Material
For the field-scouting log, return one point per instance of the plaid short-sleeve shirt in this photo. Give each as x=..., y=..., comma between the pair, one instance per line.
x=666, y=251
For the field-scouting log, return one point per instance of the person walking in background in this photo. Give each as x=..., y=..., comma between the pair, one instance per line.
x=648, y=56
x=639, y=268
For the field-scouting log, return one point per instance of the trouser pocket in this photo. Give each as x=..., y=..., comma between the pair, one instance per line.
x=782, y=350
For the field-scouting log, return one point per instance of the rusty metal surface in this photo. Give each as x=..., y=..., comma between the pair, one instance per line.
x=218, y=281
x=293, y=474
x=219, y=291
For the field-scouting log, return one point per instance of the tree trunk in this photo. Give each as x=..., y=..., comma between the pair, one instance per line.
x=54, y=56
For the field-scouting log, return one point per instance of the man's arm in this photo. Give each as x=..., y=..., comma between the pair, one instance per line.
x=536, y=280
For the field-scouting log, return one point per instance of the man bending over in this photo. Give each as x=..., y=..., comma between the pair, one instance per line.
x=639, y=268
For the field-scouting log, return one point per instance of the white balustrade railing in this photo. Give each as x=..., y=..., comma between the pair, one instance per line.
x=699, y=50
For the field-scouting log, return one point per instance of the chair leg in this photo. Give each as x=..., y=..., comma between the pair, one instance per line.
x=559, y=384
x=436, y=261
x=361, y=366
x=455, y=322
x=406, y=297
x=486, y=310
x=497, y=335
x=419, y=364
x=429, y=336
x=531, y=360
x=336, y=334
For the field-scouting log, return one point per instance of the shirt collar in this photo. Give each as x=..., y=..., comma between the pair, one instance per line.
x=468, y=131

* * *

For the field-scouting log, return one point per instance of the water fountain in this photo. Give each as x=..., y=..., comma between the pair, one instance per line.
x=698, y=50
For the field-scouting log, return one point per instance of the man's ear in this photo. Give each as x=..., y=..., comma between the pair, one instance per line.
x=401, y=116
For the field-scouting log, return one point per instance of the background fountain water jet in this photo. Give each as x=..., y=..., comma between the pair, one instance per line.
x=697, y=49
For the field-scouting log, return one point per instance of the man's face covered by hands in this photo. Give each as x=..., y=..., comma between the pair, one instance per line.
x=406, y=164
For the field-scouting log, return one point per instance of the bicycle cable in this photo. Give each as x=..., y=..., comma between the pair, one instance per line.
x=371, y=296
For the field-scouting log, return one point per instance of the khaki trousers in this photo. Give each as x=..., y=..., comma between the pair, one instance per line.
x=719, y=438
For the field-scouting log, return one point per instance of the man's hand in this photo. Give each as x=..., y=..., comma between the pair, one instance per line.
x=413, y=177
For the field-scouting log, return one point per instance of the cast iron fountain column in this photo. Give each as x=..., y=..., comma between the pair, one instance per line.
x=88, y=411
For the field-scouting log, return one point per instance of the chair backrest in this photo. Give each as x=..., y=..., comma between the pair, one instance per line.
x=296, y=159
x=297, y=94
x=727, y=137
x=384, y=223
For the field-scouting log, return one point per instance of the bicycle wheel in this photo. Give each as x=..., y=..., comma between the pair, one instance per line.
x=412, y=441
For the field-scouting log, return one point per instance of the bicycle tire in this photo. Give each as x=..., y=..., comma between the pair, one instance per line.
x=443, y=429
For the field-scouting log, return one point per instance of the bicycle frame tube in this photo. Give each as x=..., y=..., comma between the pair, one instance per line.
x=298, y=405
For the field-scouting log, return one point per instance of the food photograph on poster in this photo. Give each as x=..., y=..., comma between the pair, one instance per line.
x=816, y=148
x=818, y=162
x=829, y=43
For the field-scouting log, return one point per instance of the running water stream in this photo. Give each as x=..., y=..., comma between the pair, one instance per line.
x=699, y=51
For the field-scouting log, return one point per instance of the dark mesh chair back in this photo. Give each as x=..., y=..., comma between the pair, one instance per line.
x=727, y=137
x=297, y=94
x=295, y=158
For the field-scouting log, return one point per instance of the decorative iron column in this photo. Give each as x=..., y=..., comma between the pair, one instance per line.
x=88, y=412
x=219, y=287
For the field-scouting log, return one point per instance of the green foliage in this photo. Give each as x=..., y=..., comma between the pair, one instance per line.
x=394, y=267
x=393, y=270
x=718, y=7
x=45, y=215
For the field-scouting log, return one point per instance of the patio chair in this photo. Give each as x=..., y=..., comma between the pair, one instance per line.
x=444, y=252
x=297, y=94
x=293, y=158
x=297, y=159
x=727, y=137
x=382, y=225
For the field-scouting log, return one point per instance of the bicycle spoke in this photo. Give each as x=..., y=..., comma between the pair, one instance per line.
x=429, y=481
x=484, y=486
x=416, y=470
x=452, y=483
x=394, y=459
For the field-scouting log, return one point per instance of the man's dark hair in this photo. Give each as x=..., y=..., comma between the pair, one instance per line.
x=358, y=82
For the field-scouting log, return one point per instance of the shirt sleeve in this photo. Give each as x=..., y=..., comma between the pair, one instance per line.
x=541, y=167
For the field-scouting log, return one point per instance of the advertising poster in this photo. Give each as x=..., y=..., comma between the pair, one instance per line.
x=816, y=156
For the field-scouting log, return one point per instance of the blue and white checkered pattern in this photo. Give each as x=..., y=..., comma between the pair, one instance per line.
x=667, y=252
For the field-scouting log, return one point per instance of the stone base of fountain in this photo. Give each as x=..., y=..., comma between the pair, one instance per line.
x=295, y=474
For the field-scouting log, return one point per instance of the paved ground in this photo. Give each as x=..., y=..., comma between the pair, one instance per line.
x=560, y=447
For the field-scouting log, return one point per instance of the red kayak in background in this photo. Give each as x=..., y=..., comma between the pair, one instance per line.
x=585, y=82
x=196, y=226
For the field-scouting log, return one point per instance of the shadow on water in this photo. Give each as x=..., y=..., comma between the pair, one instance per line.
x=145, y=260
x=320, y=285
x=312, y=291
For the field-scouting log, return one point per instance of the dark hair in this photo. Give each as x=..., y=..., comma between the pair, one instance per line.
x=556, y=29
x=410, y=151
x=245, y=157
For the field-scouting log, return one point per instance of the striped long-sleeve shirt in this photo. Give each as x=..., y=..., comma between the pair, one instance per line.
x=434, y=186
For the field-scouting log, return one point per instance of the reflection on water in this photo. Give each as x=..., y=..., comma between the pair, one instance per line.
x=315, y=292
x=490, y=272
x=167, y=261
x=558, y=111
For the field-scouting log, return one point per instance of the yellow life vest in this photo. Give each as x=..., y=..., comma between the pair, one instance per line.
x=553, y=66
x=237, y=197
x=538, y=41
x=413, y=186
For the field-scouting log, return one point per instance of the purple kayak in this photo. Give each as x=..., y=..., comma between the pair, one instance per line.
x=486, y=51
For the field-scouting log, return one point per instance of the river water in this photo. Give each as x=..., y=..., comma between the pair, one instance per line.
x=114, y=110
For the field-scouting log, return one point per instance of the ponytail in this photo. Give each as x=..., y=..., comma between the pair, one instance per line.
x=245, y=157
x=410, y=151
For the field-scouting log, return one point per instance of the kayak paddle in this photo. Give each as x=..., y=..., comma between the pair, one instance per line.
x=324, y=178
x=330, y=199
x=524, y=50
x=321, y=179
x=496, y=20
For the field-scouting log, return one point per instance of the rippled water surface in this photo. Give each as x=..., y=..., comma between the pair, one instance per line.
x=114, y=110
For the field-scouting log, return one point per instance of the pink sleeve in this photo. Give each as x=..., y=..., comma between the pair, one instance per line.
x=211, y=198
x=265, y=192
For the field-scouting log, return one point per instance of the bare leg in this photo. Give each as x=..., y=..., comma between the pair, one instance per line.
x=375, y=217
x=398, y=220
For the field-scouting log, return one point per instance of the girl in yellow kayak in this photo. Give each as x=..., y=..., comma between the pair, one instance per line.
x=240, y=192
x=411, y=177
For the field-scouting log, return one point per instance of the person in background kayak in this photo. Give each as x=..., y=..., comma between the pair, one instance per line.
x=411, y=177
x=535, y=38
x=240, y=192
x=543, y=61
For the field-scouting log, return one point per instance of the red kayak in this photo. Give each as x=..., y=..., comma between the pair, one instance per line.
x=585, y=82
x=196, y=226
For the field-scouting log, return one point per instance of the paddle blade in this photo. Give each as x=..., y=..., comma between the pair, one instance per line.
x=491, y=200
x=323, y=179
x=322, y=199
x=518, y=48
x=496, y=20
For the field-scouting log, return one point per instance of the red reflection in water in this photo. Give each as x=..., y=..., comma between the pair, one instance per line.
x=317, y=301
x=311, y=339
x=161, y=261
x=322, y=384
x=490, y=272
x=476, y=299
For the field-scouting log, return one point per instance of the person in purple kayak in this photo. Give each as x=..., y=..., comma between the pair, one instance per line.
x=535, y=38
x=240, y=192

Exercise brief
How many of the rows above contain the string "dark", with case counting? Reply with the number only.

Result of the exercise
3